* _Pointing records_
= = = = =

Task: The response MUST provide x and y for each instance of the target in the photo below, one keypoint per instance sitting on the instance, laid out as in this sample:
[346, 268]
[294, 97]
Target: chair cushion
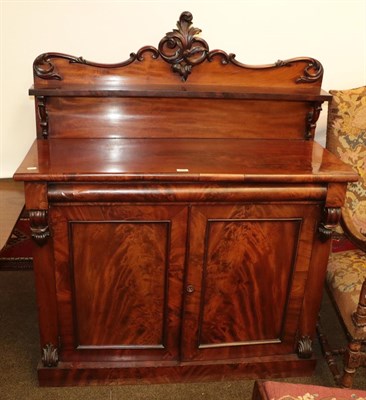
[345, 275]
[292, 391]
[346, 138]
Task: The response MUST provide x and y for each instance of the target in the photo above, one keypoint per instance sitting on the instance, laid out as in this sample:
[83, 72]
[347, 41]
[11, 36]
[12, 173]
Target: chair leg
[352, 360]
[329, 353]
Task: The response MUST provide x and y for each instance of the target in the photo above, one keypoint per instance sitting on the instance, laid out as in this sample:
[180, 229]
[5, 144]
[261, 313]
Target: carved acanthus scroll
[42, 114]
[311, 120]
[39, 226]
[182, 47]
[305, 347]
[50, 355]
[330, 220]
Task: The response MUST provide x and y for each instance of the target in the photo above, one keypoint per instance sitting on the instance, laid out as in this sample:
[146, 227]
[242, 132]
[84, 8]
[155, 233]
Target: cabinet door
[119, 273]
[246, 279]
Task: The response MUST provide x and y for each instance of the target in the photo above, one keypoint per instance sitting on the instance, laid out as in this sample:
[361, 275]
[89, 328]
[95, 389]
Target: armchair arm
[351, 232]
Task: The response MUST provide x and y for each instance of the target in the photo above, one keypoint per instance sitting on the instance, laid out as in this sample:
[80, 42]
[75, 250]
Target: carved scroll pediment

= = = = =

* _Exercise directions_
Every entry must be transcribed exactly. Pictures do not belong in the copy.

* _Solution for this task_
Task: The response MUST provide x and y for each instance of the target in the photo below, one keypoint per instance sitting on the instance, laid out as in this sample:
[346, 268]
[294, 97]
Target: chair cushion
[345, 275]
[292, 391]
[346, 138]
Task: The response MUST provide x and y for each instance of the target in the photo above, one keypoint per instance sitting on the instance, laid out as in this sample:
[83, 72]
[347, 41]
[11, 36]
[12, 173]
Target: chair leg
[352, 360]
[329, 353]
Task: The response MUST provide x and y for each instance of the target in the photo above, one keypoint per instance sitting on the instance, laid out as in this sample:
[180, 229]
[5, 144]
[261, 313]
Target: carved acanthus scroll
[42, 114]
[311, 120]
[39, 226]
[182, 47]
[305, 347]
[50, 355]
[330, 220]
Task: The response MUST provide x and y for each instance of the target in the photo above, one keypoint per instance sitting on the instance, laid out as in this sample:
[146, 227]
[242, 132]
[84, 8]
[155, 233]
Target: cabinet door
[119, 273]
[246, 279]
Task: The response MUST provide x and y for each instance of the target in the photo above, one keypoint per instance sitting on the instance, laid out as in this sample:
[361, 275]
[89, 328]
[95, 389]
Target: armchair arm
[351, 232]
Task: The response MUST provide x and y for each instance of the target in the photo above, one keypoint per instance sitting on the instance, laid out as in this sample:
[80, 42]
[75, 250]
Target: carved scroll pediment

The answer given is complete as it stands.